* **Task statement**
Nothing below is to be printed except the lines between the line holding "positive clicks: (19, 137) (19, 146)" and the line holding "box: [7, 33, 445, 304]", inclusive, each exactly as it appears.

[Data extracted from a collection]

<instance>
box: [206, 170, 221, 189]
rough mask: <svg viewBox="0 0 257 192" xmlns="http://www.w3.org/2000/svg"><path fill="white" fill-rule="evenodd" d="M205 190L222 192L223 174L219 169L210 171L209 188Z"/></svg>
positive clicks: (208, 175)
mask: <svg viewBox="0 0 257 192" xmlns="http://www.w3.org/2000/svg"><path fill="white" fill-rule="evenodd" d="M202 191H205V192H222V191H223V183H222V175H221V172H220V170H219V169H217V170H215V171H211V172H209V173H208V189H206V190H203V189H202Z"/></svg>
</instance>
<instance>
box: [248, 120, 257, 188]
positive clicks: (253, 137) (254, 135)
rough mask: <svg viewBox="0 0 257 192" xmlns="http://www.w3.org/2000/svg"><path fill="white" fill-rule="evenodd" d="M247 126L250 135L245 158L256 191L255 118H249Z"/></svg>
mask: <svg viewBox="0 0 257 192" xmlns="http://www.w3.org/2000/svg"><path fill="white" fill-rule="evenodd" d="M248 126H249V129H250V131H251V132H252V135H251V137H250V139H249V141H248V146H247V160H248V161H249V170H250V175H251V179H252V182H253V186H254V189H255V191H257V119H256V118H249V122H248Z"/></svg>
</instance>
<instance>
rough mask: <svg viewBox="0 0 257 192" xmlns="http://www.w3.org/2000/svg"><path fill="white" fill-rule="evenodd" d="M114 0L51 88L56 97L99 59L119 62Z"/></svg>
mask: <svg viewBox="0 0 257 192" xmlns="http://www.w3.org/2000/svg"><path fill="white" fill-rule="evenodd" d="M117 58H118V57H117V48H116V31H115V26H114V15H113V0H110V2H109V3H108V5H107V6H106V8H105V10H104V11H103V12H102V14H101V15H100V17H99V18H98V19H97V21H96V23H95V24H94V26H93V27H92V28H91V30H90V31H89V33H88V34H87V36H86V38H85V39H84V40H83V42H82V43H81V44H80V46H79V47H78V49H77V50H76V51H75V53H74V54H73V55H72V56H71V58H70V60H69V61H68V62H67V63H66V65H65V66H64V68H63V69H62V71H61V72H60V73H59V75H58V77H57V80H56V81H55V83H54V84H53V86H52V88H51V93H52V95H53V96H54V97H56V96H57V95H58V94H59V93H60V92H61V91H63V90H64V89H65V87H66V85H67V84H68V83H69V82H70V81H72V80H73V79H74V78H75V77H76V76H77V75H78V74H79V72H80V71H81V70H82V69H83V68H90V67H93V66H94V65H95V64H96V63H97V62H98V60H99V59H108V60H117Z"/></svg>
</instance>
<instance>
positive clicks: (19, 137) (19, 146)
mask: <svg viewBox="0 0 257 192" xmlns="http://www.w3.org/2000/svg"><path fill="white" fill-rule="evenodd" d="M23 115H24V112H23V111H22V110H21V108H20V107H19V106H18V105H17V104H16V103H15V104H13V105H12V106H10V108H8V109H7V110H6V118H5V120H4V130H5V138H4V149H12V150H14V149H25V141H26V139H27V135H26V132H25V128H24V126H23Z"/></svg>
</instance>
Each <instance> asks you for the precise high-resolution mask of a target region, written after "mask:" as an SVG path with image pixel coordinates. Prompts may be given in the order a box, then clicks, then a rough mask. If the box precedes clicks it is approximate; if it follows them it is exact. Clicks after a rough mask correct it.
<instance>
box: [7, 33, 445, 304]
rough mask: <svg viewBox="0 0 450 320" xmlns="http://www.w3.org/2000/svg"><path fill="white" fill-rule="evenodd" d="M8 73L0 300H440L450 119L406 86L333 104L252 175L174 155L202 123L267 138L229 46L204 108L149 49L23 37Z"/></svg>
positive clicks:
==
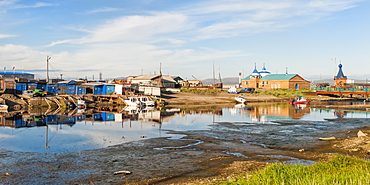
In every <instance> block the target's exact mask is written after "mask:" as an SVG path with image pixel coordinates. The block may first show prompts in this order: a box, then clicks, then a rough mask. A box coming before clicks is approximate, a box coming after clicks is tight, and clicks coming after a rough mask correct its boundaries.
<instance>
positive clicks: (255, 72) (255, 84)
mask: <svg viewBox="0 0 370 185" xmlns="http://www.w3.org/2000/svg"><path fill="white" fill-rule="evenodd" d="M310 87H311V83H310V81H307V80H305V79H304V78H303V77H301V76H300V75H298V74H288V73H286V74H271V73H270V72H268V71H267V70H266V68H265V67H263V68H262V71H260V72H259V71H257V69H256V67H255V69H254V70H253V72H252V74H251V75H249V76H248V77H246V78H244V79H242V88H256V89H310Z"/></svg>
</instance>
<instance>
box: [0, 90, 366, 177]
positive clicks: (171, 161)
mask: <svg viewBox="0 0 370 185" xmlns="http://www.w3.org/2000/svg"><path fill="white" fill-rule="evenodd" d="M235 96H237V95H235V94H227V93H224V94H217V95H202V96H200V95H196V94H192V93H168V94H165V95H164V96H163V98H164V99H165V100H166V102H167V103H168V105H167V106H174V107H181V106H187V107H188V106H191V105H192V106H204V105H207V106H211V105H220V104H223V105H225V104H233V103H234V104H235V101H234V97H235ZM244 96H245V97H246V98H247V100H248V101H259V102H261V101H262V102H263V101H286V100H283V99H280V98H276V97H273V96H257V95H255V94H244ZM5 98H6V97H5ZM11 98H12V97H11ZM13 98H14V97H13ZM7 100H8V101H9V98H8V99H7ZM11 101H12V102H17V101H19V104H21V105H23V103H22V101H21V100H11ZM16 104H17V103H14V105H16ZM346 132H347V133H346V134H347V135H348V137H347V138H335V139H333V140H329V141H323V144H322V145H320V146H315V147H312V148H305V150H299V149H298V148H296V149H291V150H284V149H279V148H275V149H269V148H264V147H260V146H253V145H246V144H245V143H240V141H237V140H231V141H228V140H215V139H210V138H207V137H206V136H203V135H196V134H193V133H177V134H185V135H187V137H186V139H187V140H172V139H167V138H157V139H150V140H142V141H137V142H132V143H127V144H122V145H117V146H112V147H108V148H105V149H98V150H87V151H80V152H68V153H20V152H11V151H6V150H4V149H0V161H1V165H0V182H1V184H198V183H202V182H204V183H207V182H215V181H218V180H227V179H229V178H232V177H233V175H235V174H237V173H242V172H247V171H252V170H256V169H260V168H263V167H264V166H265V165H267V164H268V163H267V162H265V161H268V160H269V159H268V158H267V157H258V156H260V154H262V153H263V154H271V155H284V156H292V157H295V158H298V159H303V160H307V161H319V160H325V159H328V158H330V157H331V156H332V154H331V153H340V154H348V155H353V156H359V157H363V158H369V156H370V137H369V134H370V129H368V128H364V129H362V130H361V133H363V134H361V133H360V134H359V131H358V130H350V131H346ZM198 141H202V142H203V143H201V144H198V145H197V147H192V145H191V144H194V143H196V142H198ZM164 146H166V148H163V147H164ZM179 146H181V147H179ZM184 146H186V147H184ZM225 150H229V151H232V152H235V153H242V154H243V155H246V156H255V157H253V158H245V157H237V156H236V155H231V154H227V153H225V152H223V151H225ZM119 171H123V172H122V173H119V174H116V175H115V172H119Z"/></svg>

* **Reply**
positive clicks: (19, 137) (19, 146)
mask: <svg viewBox="0 0 257 192" xmlns="http://www.w3.org/2000/svg"><path fill="white" fill-rule="evenodd" d="M23 115H24V112H23V111H22V110H21V108H20V107H19V106H18V105H17V104H16V103H15V104H13V105H12V106H10V108H8V109H7V110H6V118H5V120H4V130H5V138H4V149H12V150H14V149H25V141H26V139H27V135H26V132H25V128H24V126H23Z"/></svg>
</instance>
Each <instance> asks you for the precise high-resolution mask of a target region, written after "mask:" as an SVG path with image pixel coordinates. Prompts may be given in the order a box, then clicks, then a rough mask. If the box precedes clicks it is approximate; if it follows them it is exact. Clicks after a rough mask correct it.
<instance>
box: [7, 33, 445, 304]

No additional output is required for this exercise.